__STATED EXERCISE__
Nothing in the records may be left out or altered; reproduce them all exactly.

==== RECORDS FOR PROCESSING ====

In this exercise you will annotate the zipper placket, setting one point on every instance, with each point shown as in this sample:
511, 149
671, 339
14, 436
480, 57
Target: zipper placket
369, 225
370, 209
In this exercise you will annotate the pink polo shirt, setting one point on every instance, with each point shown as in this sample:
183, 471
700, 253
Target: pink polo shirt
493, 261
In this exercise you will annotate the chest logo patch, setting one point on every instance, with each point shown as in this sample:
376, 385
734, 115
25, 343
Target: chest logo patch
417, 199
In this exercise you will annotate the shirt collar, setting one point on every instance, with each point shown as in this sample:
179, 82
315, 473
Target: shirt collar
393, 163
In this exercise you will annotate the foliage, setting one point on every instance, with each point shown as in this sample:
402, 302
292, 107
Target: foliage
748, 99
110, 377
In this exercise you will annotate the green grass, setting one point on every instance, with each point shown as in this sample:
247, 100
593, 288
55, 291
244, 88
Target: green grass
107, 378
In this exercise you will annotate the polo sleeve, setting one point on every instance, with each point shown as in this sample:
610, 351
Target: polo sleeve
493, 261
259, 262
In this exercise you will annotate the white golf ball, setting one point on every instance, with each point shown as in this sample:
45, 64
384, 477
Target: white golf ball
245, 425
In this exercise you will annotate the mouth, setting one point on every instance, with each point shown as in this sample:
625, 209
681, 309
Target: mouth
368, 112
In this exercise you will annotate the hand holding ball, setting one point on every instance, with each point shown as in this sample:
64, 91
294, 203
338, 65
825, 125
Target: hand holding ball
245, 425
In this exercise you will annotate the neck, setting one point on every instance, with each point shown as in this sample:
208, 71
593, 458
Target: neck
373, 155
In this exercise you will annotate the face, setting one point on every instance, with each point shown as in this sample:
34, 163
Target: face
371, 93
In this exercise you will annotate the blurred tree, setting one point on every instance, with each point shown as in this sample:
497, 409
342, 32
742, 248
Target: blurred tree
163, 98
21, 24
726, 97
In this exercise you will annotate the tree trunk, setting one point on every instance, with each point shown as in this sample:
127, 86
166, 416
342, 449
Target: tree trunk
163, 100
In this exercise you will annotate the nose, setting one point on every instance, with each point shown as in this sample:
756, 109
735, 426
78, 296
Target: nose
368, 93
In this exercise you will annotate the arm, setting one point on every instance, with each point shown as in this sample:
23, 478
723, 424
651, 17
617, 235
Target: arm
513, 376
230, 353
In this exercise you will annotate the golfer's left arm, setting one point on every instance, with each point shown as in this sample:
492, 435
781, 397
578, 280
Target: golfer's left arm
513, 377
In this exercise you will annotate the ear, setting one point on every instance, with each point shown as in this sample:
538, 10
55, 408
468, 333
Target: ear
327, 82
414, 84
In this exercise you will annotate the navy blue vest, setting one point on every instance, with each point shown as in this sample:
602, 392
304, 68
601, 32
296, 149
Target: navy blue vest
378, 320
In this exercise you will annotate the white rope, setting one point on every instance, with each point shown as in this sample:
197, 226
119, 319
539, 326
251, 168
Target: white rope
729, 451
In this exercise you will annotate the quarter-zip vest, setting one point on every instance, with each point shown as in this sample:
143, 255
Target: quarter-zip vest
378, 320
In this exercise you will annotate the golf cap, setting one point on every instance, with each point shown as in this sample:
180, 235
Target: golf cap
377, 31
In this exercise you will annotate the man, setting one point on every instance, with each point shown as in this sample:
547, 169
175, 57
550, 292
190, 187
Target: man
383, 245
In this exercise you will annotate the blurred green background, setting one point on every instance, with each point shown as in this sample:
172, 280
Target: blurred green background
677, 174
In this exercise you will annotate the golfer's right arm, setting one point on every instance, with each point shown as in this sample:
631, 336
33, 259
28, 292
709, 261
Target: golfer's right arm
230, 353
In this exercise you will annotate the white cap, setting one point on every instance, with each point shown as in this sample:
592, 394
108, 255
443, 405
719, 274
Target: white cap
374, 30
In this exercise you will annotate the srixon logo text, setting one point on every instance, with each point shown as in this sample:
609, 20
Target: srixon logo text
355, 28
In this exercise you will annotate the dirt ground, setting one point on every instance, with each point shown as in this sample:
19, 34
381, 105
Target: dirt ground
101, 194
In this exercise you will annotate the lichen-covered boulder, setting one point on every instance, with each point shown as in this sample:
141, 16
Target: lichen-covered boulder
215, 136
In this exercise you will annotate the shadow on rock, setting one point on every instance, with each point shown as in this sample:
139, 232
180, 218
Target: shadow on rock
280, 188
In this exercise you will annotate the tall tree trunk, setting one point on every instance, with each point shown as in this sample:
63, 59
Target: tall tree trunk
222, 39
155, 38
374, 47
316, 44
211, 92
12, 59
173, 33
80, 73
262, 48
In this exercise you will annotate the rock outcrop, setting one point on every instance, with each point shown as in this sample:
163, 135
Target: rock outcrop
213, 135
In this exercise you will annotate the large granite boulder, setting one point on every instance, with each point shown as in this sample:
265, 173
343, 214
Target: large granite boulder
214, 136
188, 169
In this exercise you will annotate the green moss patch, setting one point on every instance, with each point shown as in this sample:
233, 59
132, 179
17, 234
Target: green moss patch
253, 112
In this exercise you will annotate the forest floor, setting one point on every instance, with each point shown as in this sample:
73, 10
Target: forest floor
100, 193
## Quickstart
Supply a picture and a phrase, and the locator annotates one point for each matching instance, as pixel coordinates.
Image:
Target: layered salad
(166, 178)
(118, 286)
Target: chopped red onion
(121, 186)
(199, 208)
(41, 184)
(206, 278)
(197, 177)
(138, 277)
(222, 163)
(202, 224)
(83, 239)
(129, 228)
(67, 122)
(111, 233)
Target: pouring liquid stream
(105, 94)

====

__RESPONSE__
In this exercise you will annotate the zipper placket, setting one point on every instance, with each point shown as in this sample:
511, 149
671, 339
14, 436
480, 57
Target: zipper placket
369, 225
370, 209
In this exercise you will annotate the pink polo shirt, setting one point on every instance, with each point shown as in this sample:
183, 471
700, 253
Target: pink polo shirt
493, 261
In this exercise you will annotate the chest logo patch, setting one point on every instance, with each point shown as in this sample:
376, 385
734, 115
25, 343
Target: chest logo patch
417, 199
In this exercise you will annotate the shirt collar, setting one point on every instance, with each point shown as in this sample:
179, 82
315, 473
Target: shirt collar
393, 163
In this exercise you will annotate the foliage, setting one point on every instance, with each point shown as in this sample:
402, 302
292, 107
Target: foliage
748, 99
110, 377
In this exercise you will annotate the green grass, setting one point on every instance, with each point shown as in this sample:
247, 100
593, 288
55, 291
244, 88
Target: green grass
107, 378
In this exercise you will annotate the polo sleeve, setting one point on every instance, with each point shown as in this sample:
610, 351
Target: polo sleeve
493, 261
259, 262
In this exercise you will annotate the white golf ball, setting one point on every instance, with each point shown as in this sample:
45, 64
384, 477
Target: white golf ball
245, 425
In this exercise you will annotate the mouth, setting one point on every instance, with each point shown as in this sample:
625, 209
681, 309
Target: mouth
368, 112
In this exercise you will annotate the hand holding ball, setting one point on every instance, with each point shown as in this sample:
64, 91
294, 203
338, 65
825, 125
Target: hand holding ball
245, 425
In this exercise you will annotate the neck, setting one point on every instance, with each point shown as in this sample:
208, 71
593, 458
Target: neck
373, 155
In this exercise you will annotate the face, setting one point on every instance, with each point shown as in this sample:
34, 163
Target: face
371, 93
In this exercise you will annotate the blurred tree, setting one point on every instance, with each point shown as in this sample:
497, 409
342, 32
742, 248
Target: blurred tree
163, 98
21, 24
726, 97
In this exercise you will annotate the tree trunk, setting one point on every instance, with each point shown as in this sample:
127, 86
166, 416
342, 449
Target: tree trunk
163, 100
In this exercise you will annotate the nose, setting one point on every instance, with each point shown as in this sample:
756, 109
735, 426
78, 296
Target: nose
368, 93
In this exercise you will annotate the arm, setting one point on every instance, with each point shown as in this sample:
23, 478
723, 424
651, 17
617, 235
Target: arm
513, 376
230, 353
In this exercise you will annotate the golfer's left arm, setting one point on every instance, with each point shown as in this sample:
492, 435
781, 397
578, 280
Target: golfer's left arm
513, 377
In this exercise you will annotate the ear, setting one point on every instance, with each point shown as in this sample:
538, 10
55, 408
468, 333
Target: ear
327, 82
414, 84
In this exercise you will annotate the navy blue vest, setting one point on every instance, with each point shown as in this sample:
602, 392
304, 68
601, 32
296, 149
Target: navy blue vest
378, 320
In this exercise you will annotate the white rope, setting one point on every instance, with each point shown as in this sample:
197, 226
119, 319
539, 326
251, 168
Target: white rope
729, 451
In this exercise you will annotate the quarter-zip vest, setting one point on every instance, with each point shown as in this sample:
143, 255
Target: quarter-zip vest
378, 320
In this exercise you will annotate the golf cap, setting one point on every instance, with each point shown as in this sample:
180, 235
Target: golf cap
377, 31
In this exercise you will annotate the man, setting one point on every instance, with each point shown as in this sample:
547, 169
175, 57
550, 292
190, 187
Target: man
383, 245
In this exercise you will annotate the blurred green background, setting one point on every instance, with each point shown as in this sample:
172, 280
Target: blurred green background
677, 174
In this exercise you will annotate the golfer's right arm, setting one point on every instance, with each point shown as in this sample:
631, 336
33, 259
28, 292
709, 261
Target: golfer's right arm
230, 353
In this exercise you will annotate the white cap, setting one point on every instance, with each point shown as in this sample:
592, 394
108, 255
443, 405
719, 274
Target: white cap
374, 30
In this exercise you will annotate the srixon logo text, setting one point on every instance, with each point shown as in this sample:
609, 20
Target: srixon logo text
355, 28
In this exercise you will annotate the dirt ground, setting one point on every instance, with each point shown as in this sample:
19, 34
381, 105
Target: dirt ground
101, 194
In this exercise you will annotate the lichen-covered boulder, setting one point on every instance, with each point shown as in this sample:
141, 16
Target: lichen-covered boulder
215, 136
In this exercise you will annotate the shadow on rock, setting one point on every instance, with each point shown as in this sample:
139, 232
180, 218
Target: shadow on rock
280, 188
In this exercise you will annotate the tall tree trunk, setting one point on every instance, with each point shown as in this sample:
63, 59
Target: tall tree trunk
222, 39
155, 38
374, 47
316, 44
211, 92
12, 59
173, 33
80, 73
262, 48
In this exercise you will annotate the rock outcrop, setting one point on every instance, with each point shown as in this sample:
163, 135
Target: rock outcrop
213, 135
In this exercise you will annotate the large granite boulder, setting one point on every instance, with each point shown as in this sample:
265, 173
343, 214
Target: large granite boulder
214, 136
188, 169
In this exercise you will annotate the green moss patch, setting one point on every instance, with each point shown as in this sample:
233, 59
132, 179
17, 234
Target: green moss patch
253, 112
In this exercise you will annotate the forest floor, setting one point on every instance, with each point shown as in this sample:
73, 10
Target: forest floor
100, 193
## Quickstart
Supply a picture and a phrase, and the locator annotates one point for each matching instance, as pixel coordinates.
Image:
Target: layered salad
(166, 178)
(118, 286)
Target: chopped red onion
(121, 186)
(199, 208)
(41, 184)
(206, 278)
(197, 177)
(138, 277)
(222, 163)
(202, 224)
(83, 239)
(129, 228)
(67, 122)
(111, 233)
Target: pouring liquid stream
(105, 94)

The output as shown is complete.